● Task 1:
Answer these questions about the passage on the sending of the Son of God, one answer per line:
(a) What must find a witness in the whole creation?
(b) What does the passage call incomparably greater works of the Son of God than the signs and portents?
(c) At what did men tremble, as if they had been great?

|
25. Behold, then, why the Son of God was sent; nay, rather
behold what it is for the Son of God to be sent. Whatever things
they were which were wrought in time, with a view to produce faith,
whereby we might be cleansed so as to contemplate truth, in things that
have a beginning, which have been put forth from eternity, and are
referred back to eternity: these were either testimonies of this
mission, or they were the mission itself of the Son of God. But
some of these testimonies announced Him beforehand as to come, some
testified that He had come already. For that He was made a creature
by whom the whole creation was made, must needs find a witness in the
whole creation.
For except one were preached by the sending of many [witnesses] one
would not be bound to, the sending away of many. And unless there
were such testimonies as should seem to be great to those who are
lowly, it would not be believed, that He being great should make men
great, who as lowly was sent to the lowly.
For the heaven and the earth and all things in them are incomparably
greater works of the Son of God, since all things were made by Him,
than the signs and the portents which broke forth in testimony of Him.
But yet men, in order that, being lowly, they might believe these
great things to have been wrought by Him, trembled at those lowly
things, as if they had been great.

● Task 2:
Edit the rows from the line containing "each like (173,148)." through the end of the rows, replacing "scouting record" with "field survey" and leaving everything else unchanged, then give only those lines.

● Data records:

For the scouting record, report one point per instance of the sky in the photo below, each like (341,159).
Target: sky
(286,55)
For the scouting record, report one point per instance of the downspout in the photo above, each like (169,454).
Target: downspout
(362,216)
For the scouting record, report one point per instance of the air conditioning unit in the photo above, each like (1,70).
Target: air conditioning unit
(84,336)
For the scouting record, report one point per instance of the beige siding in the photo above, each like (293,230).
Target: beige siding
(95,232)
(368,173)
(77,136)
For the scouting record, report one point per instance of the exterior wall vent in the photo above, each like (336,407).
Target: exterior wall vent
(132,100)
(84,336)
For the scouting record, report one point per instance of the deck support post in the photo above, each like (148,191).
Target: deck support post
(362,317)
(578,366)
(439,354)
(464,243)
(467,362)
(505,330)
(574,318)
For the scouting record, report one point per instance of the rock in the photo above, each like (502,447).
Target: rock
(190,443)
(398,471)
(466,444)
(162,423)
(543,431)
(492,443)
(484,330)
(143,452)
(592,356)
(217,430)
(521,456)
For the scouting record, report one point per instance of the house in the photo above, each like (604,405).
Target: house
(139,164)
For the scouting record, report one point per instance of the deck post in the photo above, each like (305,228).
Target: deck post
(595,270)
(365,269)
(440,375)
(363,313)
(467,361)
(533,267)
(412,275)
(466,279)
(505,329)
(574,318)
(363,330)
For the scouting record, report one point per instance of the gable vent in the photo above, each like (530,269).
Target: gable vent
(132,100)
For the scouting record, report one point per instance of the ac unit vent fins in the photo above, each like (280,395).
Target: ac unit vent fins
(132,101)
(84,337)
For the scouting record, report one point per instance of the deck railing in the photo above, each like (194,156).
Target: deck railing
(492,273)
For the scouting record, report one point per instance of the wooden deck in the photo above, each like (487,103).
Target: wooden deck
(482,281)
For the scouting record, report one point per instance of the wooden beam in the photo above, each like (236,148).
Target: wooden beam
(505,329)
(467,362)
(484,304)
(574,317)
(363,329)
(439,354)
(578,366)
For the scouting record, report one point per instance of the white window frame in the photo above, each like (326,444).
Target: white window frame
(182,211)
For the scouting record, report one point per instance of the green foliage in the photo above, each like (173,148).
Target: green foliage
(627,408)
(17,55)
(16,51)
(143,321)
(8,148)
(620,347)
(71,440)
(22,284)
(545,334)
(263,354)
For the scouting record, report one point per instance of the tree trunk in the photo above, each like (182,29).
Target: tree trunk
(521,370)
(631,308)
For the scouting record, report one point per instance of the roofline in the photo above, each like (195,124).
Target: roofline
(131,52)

● Full solution 1:
(a) That He was made a creature by whom the whole creation was made.
(b) The heaven and the earth and all things in them.
(c) At those lowly things.

● Full solution 2:
For the field survey, report one point per instance of the green foliage in the photo above, each like (173,148).
Target: green foliage
(627,408)
(17,55)
(16,51)
(143,321)
(8,148)
(620,347)
(71,440)
(22,284)
(545,334)
(263,354)
For the field survey, report one point per instance of the tree trunk in the photo above, each like (182,29).
Target: tree trunk
(521,370)
(631,308)
For the field survey, report one point per instance of the roofline in the photo above, each like (195,124).
Target: roofline
(131,52)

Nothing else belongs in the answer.